_Page extract_:

Segment Open

TRANSCRIPTION OF THIS MORNING’S CONFERENCE PROCEEDING DISCUSSION, WITH DR. COHEN AND DR. NG.
BC: Don’t you love how they call us Dr.?
DN: I don’t mind.
BC: Well, sure. But you don’t struggle with the medical doctor/PhD doctor thing?
DN: Nope. I’m cool with it.
BC:
DN: You’re not?
BC: No, no I’m not.
DN:
BC:
DN: Something more you wanted to say?
BC: Listen, I’m squeamish, so even the possibility that someone might ask me for medical help, help that could involve blood, it makes me light headed.
DN: It happens.
BC:
DN: Are we gonna talk candy or do this all morning?
BC: We’re gonna talk candy.
BC: Go.
DN: I’m going.
BC:
DN: The hierarchy kind of went through the roof this year.
BC: Way more votes than we knew what to do with, like an order of magnitude more.
DN: Yeah. And the data is open for others to dig into.
BC: Right. More so because there’s so much that we didn’t have time for.
DN:
BC: Did you see anything surprising?
DN: Meh. I’m not surprised by how the bigger data set (see Figure 1) finally showed dominance of full-sized candy bars over everything else. Proving once again that more is better for trick-or-treaters, gluttons all.
BC: I’m not surprised Dots secured their position in the lower tier.

Segment Closed

_Data_:
Segment Open

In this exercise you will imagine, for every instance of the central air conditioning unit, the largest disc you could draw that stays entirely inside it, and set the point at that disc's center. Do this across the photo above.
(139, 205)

Segment Closed

_Questions_:
- A) From the candy discussion transcript, extract the part that opens with the words containing "DN: I don’t" and closes with "DN: It happens.".
- B) In the candy discussion transcript, what did the bigger data set finally show?
This material has no connection to the candy discussion transcript.

_Results of the tasks_:
- A)
DN: I don’t mind.
BC: Well, sure. But you don’t struggle with the medical doctor/PhD doctor thing?
DN: Nope. I’m cool with it.
BC:
DN: You’re not?
BC: No, no I’m not.
DN:
BC:
DN: Something more you wanted to say?
BC: Listen, I’m squeamish, so even the possibility that someone might ask me for medical help, help that could involve blood, it makes me light headed.
DN: It happens.

- B) It showed that full-sized candy bars dominate everything else.